--- START ---

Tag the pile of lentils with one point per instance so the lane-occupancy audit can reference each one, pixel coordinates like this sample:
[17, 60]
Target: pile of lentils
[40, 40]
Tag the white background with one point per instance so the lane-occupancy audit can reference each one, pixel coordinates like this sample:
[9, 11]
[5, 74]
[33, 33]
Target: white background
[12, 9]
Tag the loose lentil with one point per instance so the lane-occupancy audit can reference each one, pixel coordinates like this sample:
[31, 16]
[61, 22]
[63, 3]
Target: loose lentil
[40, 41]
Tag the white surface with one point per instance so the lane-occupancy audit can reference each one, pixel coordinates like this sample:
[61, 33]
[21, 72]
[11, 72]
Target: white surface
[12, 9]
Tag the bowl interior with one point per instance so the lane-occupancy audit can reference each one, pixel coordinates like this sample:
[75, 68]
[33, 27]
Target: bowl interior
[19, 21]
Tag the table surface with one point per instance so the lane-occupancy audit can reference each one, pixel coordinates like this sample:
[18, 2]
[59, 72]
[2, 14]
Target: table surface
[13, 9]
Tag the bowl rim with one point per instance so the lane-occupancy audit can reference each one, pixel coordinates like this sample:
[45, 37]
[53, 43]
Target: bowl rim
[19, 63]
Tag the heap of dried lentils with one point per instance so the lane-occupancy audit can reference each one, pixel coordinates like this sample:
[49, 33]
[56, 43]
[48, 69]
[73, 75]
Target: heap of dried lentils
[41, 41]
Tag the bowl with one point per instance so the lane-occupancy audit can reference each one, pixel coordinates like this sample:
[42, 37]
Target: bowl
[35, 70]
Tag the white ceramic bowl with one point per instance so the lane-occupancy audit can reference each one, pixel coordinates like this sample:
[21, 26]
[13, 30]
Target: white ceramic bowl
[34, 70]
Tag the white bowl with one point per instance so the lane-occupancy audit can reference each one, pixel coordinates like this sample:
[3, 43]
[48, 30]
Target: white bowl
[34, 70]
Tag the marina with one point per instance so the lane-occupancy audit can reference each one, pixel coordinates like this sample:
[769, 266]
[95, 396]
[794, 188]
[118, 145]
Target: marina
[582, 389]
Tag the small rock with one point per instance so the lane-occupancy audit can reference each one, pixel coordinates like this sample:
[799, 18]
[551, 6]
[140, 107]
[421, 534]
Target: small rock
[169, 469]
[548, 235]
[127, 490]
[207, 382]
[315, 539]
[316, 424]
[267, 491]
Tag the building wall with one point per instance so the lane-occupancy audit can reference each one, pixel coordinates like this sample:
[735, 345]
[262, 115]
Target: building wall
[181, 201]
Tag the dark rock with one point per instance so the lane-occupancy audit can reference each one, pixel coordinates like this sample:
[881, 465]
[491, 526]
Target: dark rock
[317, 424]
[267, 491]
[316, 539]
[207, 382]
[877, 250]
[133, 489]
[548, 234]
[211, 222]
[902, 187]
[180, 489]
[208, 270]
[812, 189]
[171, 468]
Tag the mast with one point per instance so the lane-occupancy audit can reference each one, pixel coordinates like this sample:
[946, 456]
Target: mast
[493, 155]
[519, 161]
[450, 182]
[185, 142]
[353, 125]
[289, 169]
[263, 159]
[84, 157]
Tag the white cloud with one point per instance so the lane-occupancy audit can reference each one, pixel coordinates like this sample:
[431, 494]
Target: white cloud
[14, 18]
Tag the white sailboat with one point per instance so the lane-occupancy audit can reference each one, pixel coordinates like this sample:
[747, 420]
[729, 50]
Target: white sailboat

--- END ---

Task details: The required output is a copy of each line in the records where the string "sailboat" occurs.

Output for this task:
Tag the white sailboat with one point per instance so the lane-occupancy audit can reference each one, pixel coordinates like this sample:
Target: white sailboat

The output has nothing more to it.